— begin —
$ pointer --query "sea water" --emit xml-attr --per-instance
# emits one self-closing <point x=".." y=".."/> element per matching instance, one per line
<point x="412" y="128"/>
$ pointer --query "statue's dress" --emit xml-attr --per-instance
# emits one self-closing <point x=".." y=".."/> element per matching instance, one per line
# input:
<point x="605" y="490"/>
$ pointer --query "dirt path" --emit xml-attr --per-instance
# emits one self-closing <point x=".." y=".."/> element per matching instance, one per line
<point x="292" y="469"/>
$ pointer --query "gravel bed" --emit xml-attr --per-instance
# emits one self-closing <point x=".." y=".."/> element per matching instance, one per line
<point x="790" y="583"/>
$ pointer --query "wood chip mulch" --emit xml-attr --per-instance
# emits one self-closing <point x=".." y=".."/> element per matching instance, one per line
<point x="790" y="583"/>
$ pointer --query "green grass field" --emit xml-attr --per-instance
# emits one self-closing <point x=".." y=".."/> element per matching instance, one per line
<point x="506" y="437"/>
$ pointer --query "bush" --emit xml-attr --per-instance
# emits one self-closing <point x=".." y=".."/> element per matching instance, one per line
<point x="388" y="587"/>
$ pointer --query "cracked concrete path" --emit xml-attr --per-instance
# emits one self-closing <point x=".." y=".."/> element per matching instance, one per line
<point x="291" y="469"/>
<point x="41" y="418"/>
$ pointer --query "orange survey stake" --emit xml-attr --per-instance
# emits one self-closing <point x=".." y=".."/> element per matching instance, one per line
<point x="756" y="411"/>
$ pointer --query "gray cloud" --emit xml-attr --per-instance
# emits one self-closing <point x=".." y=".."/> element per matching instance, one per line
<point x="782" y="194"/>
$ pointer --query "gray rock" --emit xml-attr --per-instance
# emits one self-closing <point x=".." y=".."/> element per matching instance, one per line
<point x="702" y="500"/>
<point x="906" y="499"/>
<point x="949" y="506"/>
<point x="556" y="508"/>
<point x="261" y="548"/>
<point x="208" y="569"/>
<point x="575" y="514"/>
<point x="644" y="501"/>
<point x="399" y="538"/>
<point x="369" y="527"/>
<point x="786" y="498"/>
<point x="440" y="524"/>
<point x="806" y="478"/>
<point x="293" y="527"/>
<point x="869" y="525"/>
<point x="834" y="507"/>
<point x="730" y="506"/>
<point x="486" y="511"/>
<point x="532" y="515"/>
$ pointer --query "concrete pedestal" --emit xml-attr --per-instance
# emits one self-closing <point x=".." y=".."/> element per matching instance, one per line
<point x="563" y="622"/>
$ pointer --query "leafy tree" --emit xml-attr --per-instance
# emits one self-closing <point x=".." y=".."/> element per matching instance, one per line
— end —
Task details » All of the data needs to be reproduced exactly, with no line missing.

Solution to this problem »
$ pointer --query "sea water" --emit xml-attr --per-instance
# emits one self-closing <point x=".." y=".."/> element per matching instance, one per line
<point x="412" y="128"/>
$ pointer --query "statue's dress" --emit xml-attr --per-instance
# emits one self-closing <point x=".." y=".."/> element per matching instance, one per line
# input:
<point x="605" y="490"/>
$ pointer --query "dirt path" --emit xml-attr --per-instance
# emits one self-closing <point x=".." y=".."/> element per matching instance, one per line
<point x="292" y="469"/>
$ pointer --query "gravel bed" --emit xml-attr --per-instance
# emits one self-closing <point x=".." y=".."/> element per matching instance, one per line
<point x="790" y="583"/>
$ pointer --query "wood chip mulch" --emit xml-attr --per-instance
# emits one self-closing <point x=".." y=".."/> element per matching instance, one per line
<point x="790" y="583"/>
$ pointer --query "green grass field" --emit xml-attr --per-instance
# emits one self-closing <point x=".." y=".."/> element per matching instance, one per line
<point x="506" y="437"/>
$ pointer --query "bush" --emit xml-attr --per-instance
# emits one self-closing <point x=".." y=".."/> element per matching instance, one per line
<point x="388" y="587"/>
$ pointer --query "cracked concrete path" --emit xml-attr --per-instance
# emits one self-closing <point x=".." y=".."/> element per matching instance, one per line
<point x="291" y="469"/>
<point x="41" y="418"/>
$ pointer --query "orange survey stake" --emit xml-attr --per-instance
# emits one self-closing <point x=".." y=".."/> element per matching instance, one per line
<point x="756" y="411"/>
$ pointer --query "gray cloud" --emit xml-attr --per-instance
# emits one self-closing <point x=".." y=".."/> element per matching instance, one per line
<point x="782" y="194"/>
$ pointer --query "gray rock" --emit xml-attr --per-instance
# emits one self-closing <point x=".." y=".."/> element per matching instance, one per line
<point x="702" y="500"/>
<point x="906" y="499"/>
<point x="949" y="506"/>
<point x="556" y="508"/>
<point x="261" y="548"/>
<point x="208" y="569"/>
<point x="575" y="514"/>
<point x="644" y="501"/>
<point x="399" y="538"/>
<point x="369" y="527"/>
<point x="786" y="498"/>
<point x="440" y="524"/>
<point x="806" y="478"/>
<point x="293" y="527"/>
<point x="869" y="525"/>
<point x="834" y="507"/>
<point x="730" y="506"/>
<point x="486" y="511"/>
<point x="532" y="515"/>
$ pointer --query "concrete pedestal" --emit xml-attr --per-instance
# emits one self-closing <point x=".." y=".."/> element per matching instance, one per line
<point x="563" y="622"/>
$ pointer --query "leafy tree" --emit xml-attr --per-instance
# emits one self-closing <point x=".." y=".."/> element per matching instance, one per line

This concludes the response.